CE QUI EST DEMANDÉ :: Recopiez fidèlement le passage de la source ci-dessous qui commence par «7       Dans l’arrêt attaqué, le» et se poursuit jusqu'à «électrodes de graphite.».

SOURCE ::

-*-

5       Aux termes du point A, paragraphe 5, de cette communication:

«La coopération d’une entreprise avec elle n’est qu’un élément parmi d’autres dont la Commission tient compte dans la fixation du montant d’une amende. […]»

 La convention européenne de sauvegarde des droits de l’homme et des libertés fondamentales

6       L’article 4 du protocole n° 7 à la convention européenne de sauvegarde des droits de l’homme et des libertés fondamentales, signée à Rome le 4 novembre 1950, prévoit ce qui suit:

«Droit à ne pas être jugé ou puni deux fois

Nul ne peut être poursuivi ou puni pénalement par les juridictions du même État en raison d’une infraction pour laquelle il a déjà été acquitté ou condamné par un jugement définitif conformément à la loi et à la procédure pénale de cet État.

Les dispositions du paragraphe précédent n’empêchent pas la réouverture du procès, conformément à la loi et à la procédure pénale de l’État concerné, si des faits nouveaux ou nouvellement révélés ou un vice fondamental dans la procédure précédente sont de nature à affecter le jugement intervenu.

Aucune dérogation n’est autorisée au présent article au titre de l’article 15 de la Convention.»

 Les faits à l’origine du litige et la décision litigieuse

7       Dans l’arrêt attaqué, le Tribunal a résumé les faits à l’origine du recours engagé devant lui dans les termes suivants:

«1      Par la décision 2002/271/CE […], la Commission a constaté la participation de diverses entreprises à une série d’accords et de pratiques concertées, au sens de l’article 81, paragraphe 1, CE et de l’article 53, paragraphe 1, de l’accord sur l’Espace économique européen [du 2 mai 1992 (JO 1994, L 1, p. 3, ci-après l’‘accord EEE’)], dans le secteur des électrodes de graphite.

2      Les électrodes de graphite sont utilisées principalement pour la production d’acier dans les fours électriques à arc. La fabrication d’acier au moyen de ces fours consiste essentiellement en un processus de recyclage par lequel des déchets d’acier sont convertis en acier neuf, par opposition au procédé classique de production à partir du minerai de fer dans les hauts-fourneaux à l’oxygène. Neuf électrodes, rassemblées en colonnes de trois, sont utilisées dans le four électrique type pour fondre la ferraille. Étant donné l’intensité du processus de fusion, la consommation d’électrodes atteint environ une unité par tranche de huit heures. La durée de fabrication d’une électrode est d’environ deux mois. Aucun produit n’est substituable aux électrodes de graphite dans le cadre de ce processus de production.

-*-

[Lignes de données]
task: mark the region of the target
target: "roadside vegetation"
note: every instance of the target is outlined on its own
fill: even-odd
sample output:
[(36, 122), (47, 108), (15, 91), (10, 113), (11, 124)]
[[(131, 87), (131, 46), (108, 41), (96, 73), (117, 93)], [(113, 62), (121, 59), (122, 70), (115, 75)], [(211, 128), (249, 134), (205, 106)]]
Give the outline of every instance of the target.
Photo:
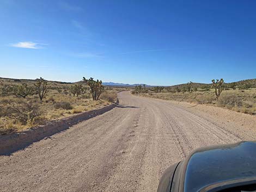
[(107, 106), (123, 89), (92, 78), (76, 83), (0, 78), (0, 134)]
[(223, 79), (212, 79), (211, 84), (186, 84), (166, 87), (146, 88), (139, 85), (132, 93), (166, 100), (206, 104), (237, 112), (256, 114), (256, 79), (225, 83)]

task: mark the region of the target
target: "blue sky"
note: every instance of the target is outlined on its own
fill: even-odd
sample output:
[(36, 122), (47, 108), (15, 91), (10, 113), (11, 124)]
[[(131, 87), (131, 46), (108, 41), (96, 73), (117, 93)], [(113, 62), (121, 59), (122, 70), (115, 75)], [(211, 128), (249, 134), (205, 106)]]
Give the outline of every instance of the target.
[(169, 85), (256, 78), (256, 1), (0, 1), (0, 77)]

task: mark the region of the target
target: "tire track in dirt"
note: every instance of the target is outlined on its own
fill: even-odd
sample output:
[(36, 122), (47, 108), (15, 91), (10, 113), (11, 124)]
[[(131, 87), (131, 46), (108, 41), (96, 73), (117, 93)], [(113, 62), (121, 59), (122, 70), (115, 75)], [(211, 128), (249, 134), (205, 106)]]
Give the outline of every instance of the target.
[(192, 150), (241, 140), (203, 113), (118, 97), (112, 110), (0, 156), (0, 191), (155, 191), (164, 170)]

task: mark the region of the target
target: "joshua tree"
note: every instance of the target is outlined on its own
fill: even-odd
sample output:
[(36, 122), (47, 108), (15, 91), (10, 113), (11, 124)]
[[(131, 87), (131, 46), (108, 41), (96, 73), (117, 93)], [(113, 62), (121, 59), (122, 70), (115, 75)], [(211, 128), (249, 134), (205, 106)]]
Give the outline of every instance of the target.
[(138, 93), (142, 92), (142, 86), (141, 85), (135, 86), (135, 91)]
[(71, 94), (73, 94), (73, 96), (75, 97), (76, 94), (76, 88), (75, 87), (75, 85), (72, 85), (70, 88), (70, 90)]
[(233, 90), (235, 90), (235, 89), (236, 89), (235, 86), (236, 86), (235, 83), (231, 83), (229, 85), (229, 88), (230, 88)]
[(102, 82), (101, 80), (93, 80), (93, 78), (91, 77), (89, 79), (86, 79), (84, 77), (83, 77), (83, 81), (90, 87), (90, 93), (93, 97), (93, 100), (97, 100), (100, 95), (104, 90), (104, 87), (102, 85)]
[(187, 90), (188, 92), (192, 92), (192, 82), (189, 82), (188, 83), (187, 83)]
[(36, 79), (36, 82), (34, 84), (35, 91), (39, 96), (40, 100), (42, 101), (48, 90), (47, 81), (41, 77), (40, 79)]
[(154, 91), (155, 92), (158, 92), (159, 91), (159, 86), (155, 86), (154, 88)]
[(218, 100), (220, 95), (221, 95), (223, 90), (223, 84), (224, 80), (222, 78), (221, 78), (221, 80), (216, 79), (215, 80), (215, 79), (212, 79), (211, 82), (212, 82), (212, 87), (215, 89), (216, 100)]
[(26, 83), (21, 85), (16, 85), (13, 87), (13, 92), (16, 97), (26, 98), (28, 95), (33, 95), (35, 94), (34, 89), (28, 86)]
[(163, 90), (163, 89), (164, 89), (164, 88), (163, 86), (159, 87), (159, 92), (161, 92), (161, 91), (162, 91)]
[(78, 97), (83, 92), (83, 86), (81, 84), (75, 84), (70, 87), (70, 92), (73, 94), (73, 96), (76, 95)]
[(176, 92), (180, 92), (180, 91), (181, 91), (181, 90), (180, 90), (180, 88), (179, 86), (176, 86), (175, 88), (175, 90)]

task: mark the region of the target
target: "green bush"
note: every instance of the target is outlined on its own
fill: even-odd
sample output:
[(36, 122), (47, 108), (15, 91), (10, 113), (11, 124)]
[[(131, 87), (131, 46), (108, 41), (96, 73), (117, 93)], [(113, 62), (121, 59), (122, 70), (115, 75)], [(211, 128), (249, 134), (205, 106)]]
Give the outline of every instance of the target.
[(58, 102), (54, 104), (55, 109), (72, 109), (73, 108), (70, 103), (67, 102)]

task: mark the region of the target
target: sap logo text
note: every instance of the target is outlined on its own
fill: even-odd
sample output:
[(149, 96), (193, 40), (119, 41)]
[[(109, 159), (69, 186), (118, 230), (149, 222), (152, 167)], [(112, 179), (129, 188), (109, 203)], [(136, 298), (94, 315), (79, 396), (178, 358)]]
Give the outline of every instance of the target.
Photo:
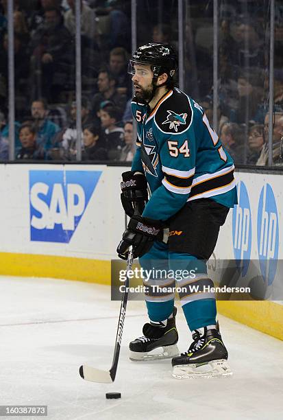
[(31, 240), (69, 243), (100, 171), (29, 171)]
[(183, 231), (170, 231), (169, 236), (175, 236), (176, 235), (177, 235), (177, 236), (180, 236), (182, 234), (182, 233)]
[(249, 196), (243, 181), (237, 185), (238, 205), (233, 209), (233, 247), (238, 268), (244, 276), (249, 268), (251, 248), (251, 215)]
[(134, 179), (130, 179), (128, 181), (122, 181), (121, 183), (121, 189), (128, 188), (129, 187), (136, 187), (136, 181)]
[(258, 252), (260, 270), (267, 285), (276, 272), (279, 249), (279, 224), (276, 200), (269, 184), (262, 187), (258, 209)]

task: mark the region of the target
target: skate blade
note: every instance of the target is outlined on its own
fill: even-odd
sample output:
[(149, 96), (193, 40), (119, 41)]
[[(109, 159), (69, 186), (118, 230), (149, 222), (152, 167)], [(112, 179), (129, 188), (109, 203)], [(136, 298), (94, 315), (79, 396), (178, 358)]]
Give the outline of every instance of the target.
[(212, 360), (201, 364), (179, 364), (174, 366), (172, 375), (176, 379), (197, 377), (225, 377), (232, 375), (225, 359)]
[(151, 360), (160, 360), (162, 359), (171, 359), (179, 355), (180, 351), (176, 345), (172, 346), (163, 346), (156, 347), (151, 351), (130, 352), (130, 360), (133, 362), (151, 362)]

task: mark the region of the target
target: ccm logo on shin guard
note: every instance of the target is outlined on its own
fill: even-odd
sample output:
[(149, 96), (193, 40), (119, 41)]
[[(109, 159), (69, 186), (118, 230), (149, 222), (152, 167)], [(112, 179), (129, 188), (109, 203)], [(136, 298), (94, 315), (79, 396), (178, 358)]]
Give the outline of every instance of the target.
[(122, 181), (121, 183), (121, 189), (128, 188), (129, 187), (136, 187), (136, 181), (134, 179), (130, 179), (129, 181)]
[(169, 236), (175, 236), (175, 235), (177, 235), (178, 236), (180, 236), (180, 235), (182, 235), (183, 233), (183, 231), (171, 231), (169, 232)]
[(145, 226), (145, 224), (143, 224), (140, 222), (138, 222), (138, 224), (136, 225), (136, 229), (142, 231), (143, 232), (147, 232), (147, 233), (149, 233), (149, 235), (158, 235), (160, 230), (156, 229), (154, 227), (149, 227), (148, 226)]

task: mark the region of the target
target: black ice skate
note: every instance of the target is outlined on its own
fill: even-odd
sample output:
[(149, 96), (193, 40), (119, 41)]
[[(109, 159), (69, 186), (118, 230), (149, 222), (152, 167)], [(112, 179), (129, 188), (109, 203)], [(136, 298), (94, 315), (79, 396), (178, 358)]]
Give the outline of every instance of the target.
[(193, 332), (193, 342), (188, 351), (172, 359), (173, 375), (177, 379), (214, 377), (232, 375), (227, 361), (228, 352), (218, 325)]
[(174, 307), (173, 318), (164, 321), (145, 324), (144, 336), (130, 343), (130, 358), (134, 362), (168, 359), (180, 354), (176, 345), (178, 334), (176, 329)]

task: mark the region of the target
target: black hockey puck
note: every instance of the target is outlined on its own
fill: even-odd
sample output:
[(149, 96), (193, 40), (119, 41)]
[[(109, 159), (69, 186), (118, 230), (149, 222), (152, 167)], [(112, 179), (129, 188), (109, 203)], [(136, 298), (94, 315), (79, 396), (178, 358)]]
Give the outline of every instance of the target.
[(106, 393), (106, 397), (107, 399), (121, 398), (121, 393)]

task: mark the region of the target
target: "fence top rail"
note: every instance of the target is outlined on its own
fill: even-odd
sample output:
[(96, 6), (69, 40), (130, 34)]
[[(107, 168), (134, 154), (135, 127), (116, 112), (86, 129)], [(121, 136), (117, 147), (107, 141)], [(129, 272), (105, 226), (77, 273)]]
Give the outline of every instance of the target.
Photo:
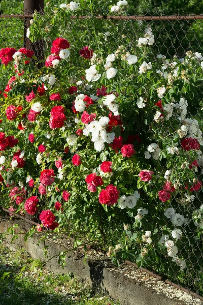
[[(1, 18), (33, 18), (32, 14), (18, 14), (11, 15), (0, 15)], [(185, 16), (71, 16), (72, 19), (88, 19), (95, 18), (103, 20), (203, 20), (203, 15), (188, 15)]]

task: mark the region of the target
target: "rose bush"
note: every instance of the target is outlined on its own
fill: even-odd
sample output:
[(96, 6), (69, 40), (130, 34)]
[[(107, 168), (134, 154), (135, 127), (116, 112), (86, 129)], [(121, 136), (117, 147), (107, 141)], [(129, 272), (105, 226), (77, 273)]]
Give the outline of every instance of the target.
[(0, 52), (16, 75), (0, 106), (4, 204), (59, 233), (86, 232), (113, 261), (184, 278), (202, 259), (203, 57), (152, 63), (149, 26), (133, 45), (119, 23), (103, 43), (108, 24), (94, 19), (88, 46), (86, 35), (57, 37), (76, 4), (56, 9), (54, 25), (35, 14), (30, 38), (53, 38), (42, 68), (29, 50)]

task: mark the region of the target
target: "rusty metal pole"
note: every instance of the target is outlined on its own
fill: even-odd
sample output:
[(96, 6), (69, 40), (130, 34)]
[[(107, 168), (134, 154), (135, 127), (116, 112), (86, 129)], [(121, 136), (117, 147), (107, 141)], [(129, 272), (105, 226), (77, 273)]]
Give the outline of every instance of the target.
[[(44, 9), (44, 0), (24, 0), (24, 12), (25, 14), (32, 14), (36, 10), (43, 13)], [(30, 49), (35, 52), (38, 60), (44, 59), (44, 41), (43, 39), (32, 43), (26, 37), (27, 29), (30, 26), (30, 18), (24, 18), (24, 47)], [(38, 66), (39, 68), (43, 66), (42, 63)]]

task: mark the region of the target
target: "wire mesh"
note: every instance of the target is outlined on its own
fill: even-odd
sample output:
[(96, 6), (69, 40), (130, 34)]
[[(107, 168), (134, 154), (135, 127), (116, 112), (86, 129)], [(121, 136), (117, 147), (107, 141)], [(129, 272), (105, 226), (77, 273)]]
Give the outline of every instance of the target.
[[(54, 15), (54, 11), (49, 12), (49, 14), (50, 15)], [(118, 16), (114, 19), (110, 16), (109, 19), (107, 16), (81, 16), (80, 18), (73, 17), (71, 22), (69, 22), (65, 20), (61, 19), (60, 26), (57, 25), (58, 36), (69, 40), (71, 44), (71, 52), (73, 52), (74, 49), (80, 49), (85, 46), (89, 46), (89, 48), (92, 49), (97, 54), (95, 59), (95, 62), (97, 64), (102, 62), (103, 58), (107, 57), (110, 51), (111, 51), (110, 53), (114, 53), (115, 51), (119, 50), (119, 48), (122, 48), (122, 50), (125, 50), (125, 52), (136, 50), (138, 48), (138, 42), (141, 37), (141, 32), (142, 32), (142, 37), (144, 37), (146, 35), (146, 29), (149, 27), (151, 28), (153, 36), (148, 37), (148, 39), (152, 39), (153, 43), (149, 50), (146, 50), (147, 54), (145, 55), (149, 56), (150, 60), (152, 63), (159, 60), (157, 58), (157, 54), (161, 54), (163, 57), (165, 56), (164, 58), (166, 60), (174, 58), (175, 61), (176, 58), (185, 57), (188, 51), (201, 53), (203, 50), (203, 20), (201, 18), (202, 16), (150, 16), (148, 12), (146, 15), (139, 17), (122, 17)], [(18, 17), (12, 18), (4, 18), (3, 16), (1, 17), (0, 48), (9, 46), (18, 49), (26, 46), (27, 48), (33, 49), (40, 60), (43, 60), (45, 57), (47, 58), (50, 55), (52, 42), (56, 38), (55, 31), (52, 30), (55, 25), (52, 20), (50, 20), (50, 23), (45, 24), (44, 27), (44, 31), (47, 34), (46, 40), (41, 40), (37, 43), (32, 43), (26, 37), (28, 25), (32, 20), (30, 15), (19, 15)], [(99, 19), (99, 22), (98, 18)], [(119, 29), (119, 37), (114, 35), (114, 29), (115, 27)], [(17, 28), (18, 30), (14, 30), (14, 28)], [(74, 79), (75, 77), (75, 80), (77, 79), (78, 80), (76, 75), (76, 73), (79, 75), (80, 71), (82, 70), (83, 67), (81, 65), (84, 64), (84, 67), (86, 67), (86, 62), (84, 61), (83, 63), (81, 61), (78, 61), (78, 66), (76, 66), (75, 62), (72, 63), (71, 57), (70, 66), (72, 66), (73, 63), (75, 65), (73, 73)], [(165, 71), (166, 70), (166, 68)], [(164, 70), (160, 72), (162, 73), (164, 72)], [(183, 72), (183, 78), (184, 77)], [(83, 75), (81, 76), (81, 80), (83, 81), (85, 85)], [(2, 90), (4, 90), (4, 86), (7, 81), (6, 77), (2, 79)], [(199, 90), (201, 90), (201, 88), (197, 88), (197, 99)], [(199, 108), (196, 106), (200, 101), (200, 99), (199, 98), (199, 100), (188, 105), (187, 115), (193, 119), (193, 121), (189, 123), (188, 128), (192, 126), (193, 127), (194, 124), (197, 129), (199, 129), (200, 132), (201, 132), (202, 113)], [(191, 100), (192, 100), (192, 99)], [(179, 122), (179, 115), (180, 113), (178, 111), (175, 112), (173, 119), (176, 120), (177, 123)], [(196, 121), (194, 120), (195, 119)], [(134, 122), (134, 130), (132, 131), (134, 134), (139, 133), (141, 128), (140, 122), (138, 123)], [(171, 128), (170, 127), (167, 130), (163, 131), (164, 129), (163, 124), (161, 128), (163, 132), (162, 136), (165, 137), (170, 134), (171, 130), (173, 128), (171, 124)], [(158, 136), (150, 128), (149, 132), (152, 134), (153, 134), (153, 138), (155, 139)], [(180, 139), (179, 147), (181, 146), (181, 141), (182, 139)], [(191, 162), (194, 161), (192, 157), (191, 156), (190, 159)], [(162, 163), (160, 161), (158, 162), (160, 162), (161, 166)], [(183, 166), (184, 162), (183, 160)], [(174, 168), (181, 174), (181, 169), (176, 168), (176, 164), (174, 164)], [(196, 175), (198, 180), (201, 180), (202, 168), (203, 166), (200, 162), (198, 168), (196, 166), (192, 167), (192, 170), (191, 174), (188, 174), (188, 180), (192, 180), (193, 174)], [(154, 186), (153, 187), (154, 188)], [(202, 202), (202, 194), (198, 193), (194, 195), (193, 200), (190, 201), (186, 199), (183, 200), (181, 191), (179, 194), (176, 193), (176, 196), (172, 193), (171, 202), (173, 204), (168, 207), (175, 208), (176, 213), (179, 213), (181, 216), (184, 215), (185, 219), (195, 220), (194, 221), (188, 222), (185, 227), (181, 227), (182, 236), (184, 237), (178, 239), (180, 254), (181, 257), (184, 258), (187, 265), (186, 271), (177, 272), (175, 263), (169, 261), (166, 255), (162, 255), (159, 262), (157, 264), (152, 263), (152, 265), (148, 267), (158, 270), (161, 275), (166, 274), (173, 282), (203, 295), (203, 246), (202, 231), (201, 232), (199, 229), (203, 222), (203, 211), (200, 209)], [(157, 211), (157, 217), (159, 212), (159, 211)], [(165, 234), (165, 226), (173, 227), (171, 224), (173, 216), (172, 215), (168, 218), (167, 223), (165, 224), (165, 226), (164, 224), (161, 229), (159, 228), (158, 234), (160, 235), (160, 238)], [(178, 221), (182, 222), (181, 217), (180, 218)], [(154, 219), (152, 218), (149, 219), (149, 221), (153, 222)], [(155, 223), (154, 225), (156, 225)], [(109, 236), (109, 232), (112, 233), (112, 236), (116, 235), (116, 226), (117, 223), (114, 223), (114, 221), (112, 221), (110, 223), (109, 227), (105, 229), (108, 231)], [(167, 270), (165, 269), (165, 264), (162, 263), (163, 260), (168, 260)]]

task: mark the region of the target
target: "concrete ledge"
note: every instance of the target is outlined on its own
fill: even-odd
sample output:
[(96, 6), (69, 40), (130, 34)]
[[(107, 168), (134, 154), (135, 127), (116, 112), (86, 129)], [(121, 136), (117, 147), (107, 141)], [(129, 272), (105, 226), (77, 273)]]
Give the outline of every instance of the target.
[[(0, 234), (6, 233), (9, 227), (15, 223), (11, 221), (0, 223)], [(18, 222), (19, 223), (19, 222)], [(15, 229), (16, 233), (25, 232), (22, 228)], [(48, 256), (51, 257), (59, 252), (67, 249), (63, 246), (56, 243), (49, 239), (42, 242), (38, 234), (33, 238), (28, 237), (27, 242), (24, 239), (24, 234), (19, 234), (17, 239), (11, 244), (13, 250), (17, 248), (24, 249), (33, 258), (42, 261), (47, 260), (44, 256), (44, 248), (49, 246)], [(12, 236), (7, 235), (7, 239), (10, 243)], [(38, 243), (39, 245), (38, 245)], [(122, 305), (179, 305), (184, 302), (175, 301), (165, 295), (158, 294), (155, 291), (139, 285), (134, 281), (126, 278), (119, 271), (112, 272), (111, 268), (105, 266), (101, 260), (93, 260), (86, 259), (84, 264), (84, 256), (78, 251), (68, 252), (64, 269), (58, 266), (57, 257), (47, 263), (45, 267), (50, 271), (58, 273), (73, 272), (81, 280), (88, 282), (94, 288), (103, 290), (113, 298), (119, 300)]]

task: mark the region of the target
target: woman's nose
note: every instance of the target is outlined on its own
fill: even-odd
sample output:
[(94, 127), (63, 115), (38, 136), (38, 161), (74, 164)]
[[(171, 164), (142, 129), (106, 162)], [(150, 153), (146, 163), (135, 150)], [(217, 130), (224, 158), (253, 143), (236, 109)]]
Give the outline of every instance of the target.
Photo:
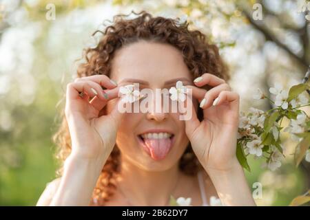
[(167, 119), (167, 113), (149, 112), (147, 113), (147, 118), (149, 120), (155, 120), (156, 122), (162, 122)]

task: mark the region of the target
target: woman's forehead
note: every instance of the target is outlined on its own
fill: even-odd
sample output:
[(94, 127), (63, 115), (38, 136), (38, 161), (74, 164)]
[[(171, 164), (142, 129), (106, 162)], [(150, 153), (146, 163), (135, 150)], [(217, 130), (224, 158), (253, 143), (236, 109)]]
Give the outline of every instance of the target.
[(181, 52), (167, 44), (138, 42), (121, 49), (115, 55), (111, 78), (118, 82), (136, 79), (149, 84), (165, 84), (177, 78), (192, 80)]

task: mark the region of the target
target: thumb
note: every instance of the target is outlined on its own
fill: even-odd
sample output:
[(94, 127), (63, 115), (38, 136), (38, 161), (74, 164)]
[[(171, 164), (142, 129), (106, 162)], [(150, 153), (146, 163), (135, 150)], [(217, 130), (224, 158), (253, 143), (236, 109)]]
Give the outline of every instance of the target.
[(189, 107), (192, 108), (192, 116), (191, 117), (189, 117), (189, 118), (185, 120), (185, 133), (189, 139), (190, 139), (195, 130), (200, 124), (200, 122), (198, 119), (197, 113), (196, 113), (195, 107), (193, 103), (193, 96), (192, 95), (192, 91), (189, 91), (189, 94), (187, 94), (187, 103), (189, 104)]
[(117, 128), (120, 125), (126, 112), (123, 108), (124, 104), (125, 104), (125, 100), (123, 98), (119, 98), (110, 113), (110, 116), (114, 120)]

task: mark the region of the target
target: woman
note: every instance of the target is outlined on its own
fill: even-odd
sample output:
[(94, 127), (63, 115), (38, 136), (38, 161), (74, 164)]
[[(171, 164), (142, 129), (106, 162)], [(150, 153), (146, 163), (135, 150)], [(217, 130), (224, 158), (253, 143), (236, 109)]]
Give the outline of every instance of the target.
[[(236, 156), (239, 96), (215, 45), (188, 24), (143, 12), (114, 16), (67, 87), (56, 134), (61, 177), (38, 206), (169, 206), (171, 196), (207, 206), (254, 206)], [(120, 88), (192, 89), (194, 109), (121, 113)]]

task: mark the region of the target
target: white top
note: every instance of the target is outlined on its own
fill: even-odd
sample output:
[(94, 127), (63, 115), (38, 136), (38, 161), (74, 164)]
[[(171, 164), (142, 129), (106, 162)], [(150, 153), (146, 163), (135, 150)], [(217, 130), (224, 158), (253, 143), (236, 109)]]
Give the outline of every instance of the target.
[(199, 188), (200, 189), (201, 199), (203, 200), (203, 204), (201, 206), (209, 206), (208, 202), (207, 201), (207, 197), (205, 196), (205, 189), (203, 177), (203, 171), (199, 171), (197, 175), (198, 178)]

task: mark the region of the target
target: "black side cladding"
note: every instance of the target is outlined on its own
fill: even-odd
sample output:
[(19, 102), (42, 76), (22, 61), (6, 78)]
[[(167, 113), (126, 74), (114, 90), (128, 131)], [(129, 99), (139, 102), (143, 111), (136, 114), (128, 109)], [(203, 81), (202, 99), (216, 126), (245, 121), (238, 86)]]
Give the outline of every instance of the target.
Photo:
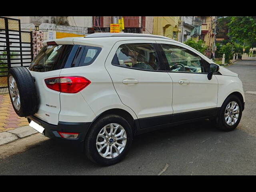
[(15, 67), (11, 68), (8, 73), (8, 85), (9, 78), (12, 76), (15, 81), (20, 94), (20, 107), (18, 111), (12, 104), (15, 112), (20, 117), (33, 115), (38, 109), (39, 98), (37, 94), (36, 85), (29, 71), (24, 67)]

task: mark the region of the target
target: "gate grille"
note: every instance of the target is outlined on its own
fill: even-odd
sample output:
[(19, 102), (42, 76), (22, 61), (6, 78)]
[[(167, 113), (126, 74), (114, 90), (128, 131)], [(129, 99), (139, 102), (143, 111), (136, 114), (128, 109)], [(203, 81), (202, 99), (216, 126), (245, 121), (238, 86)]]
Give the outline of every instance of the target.
[(32, 60), (32, 32), (22, 31), (19, 19), (0, 17), (0, 88), (8, 87), (11, 68), (28, 66)]

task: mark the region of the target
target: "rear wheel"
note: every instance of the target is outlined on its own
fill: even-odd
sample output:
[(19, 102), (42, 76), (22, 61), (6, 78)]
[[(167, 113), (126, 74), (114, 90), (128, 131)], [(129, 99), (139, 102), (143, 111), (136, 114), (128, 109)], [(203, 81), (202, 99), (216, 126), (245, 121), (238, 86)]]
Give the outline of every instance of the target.
[(110, 165), (121, 161), (130, 147), (132, 133), (123, 117), (107, 115), (94, 123), (86, 138), (85, 152), (93, 162)]
[(240, 122), (242, 108), (241, 101), (238, 97), (234, 95), (229, 96), (223, 102), (215, 120), (216, 128), (225, 131), (234, 130)]

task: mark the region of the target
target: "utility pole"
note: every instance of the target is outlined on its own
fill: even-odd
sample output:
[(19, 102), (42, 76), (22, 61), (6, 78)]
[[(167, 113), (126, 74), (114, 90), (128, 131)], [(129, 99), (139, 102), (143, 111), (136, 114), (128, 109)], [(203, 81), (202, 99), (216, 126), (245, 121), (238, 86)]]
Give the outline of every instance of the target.
[(216, 28), (217, 28), (217, 23), (216, 21), (217, 21), (217, 18), (216, 17), (214, 18), (214, 22), (215, 23), (214, 28), (214, 41), (213, 44), (213, 60), (214, 60), (214, 58), (215, 58), (215, 42), (216, 41)]
[(118, 16), (114, 16), (112, 17), (112, 22), (113, 24), (118, 24)]

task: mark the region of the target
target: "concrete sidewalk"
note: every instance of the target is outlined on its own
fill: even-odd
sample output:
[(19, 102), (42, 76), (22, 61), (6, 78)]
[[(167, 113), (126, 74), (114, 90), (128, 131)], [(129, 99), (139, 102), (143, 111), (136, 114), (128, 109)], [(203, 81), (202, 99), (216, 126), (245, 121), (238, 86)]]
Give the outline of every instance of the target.
[(8, 93), (0, 94), (0, 132), (28, 125), (26, 118), (15, 113)]
[(9, 94), (0, 94), (0, 146), (38, 133), (28, 124), (15, 113)]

-*-

RÉSULTAT CORRECT ::
7       Dans l’arrêt attaqué, le Tribunal a résumé les faits à l’origine du recours engagé devant lui dans les termes suivants:

«1      Par la décision 2002/271/CE […], la Commission a constaté la participation de diverses entreprises à une série d’accords et de pratiques concertées, au sens de l’article 81, paragraphe 1, CE et de l’article 53, paragraphe 1, de l’accord sur l’Espace économique européen [du 2 mai 1992 (JO 1994, L 1, p. 3, ci-après l’‘accord EEE’)], dans le secteur des électrodes de graphite.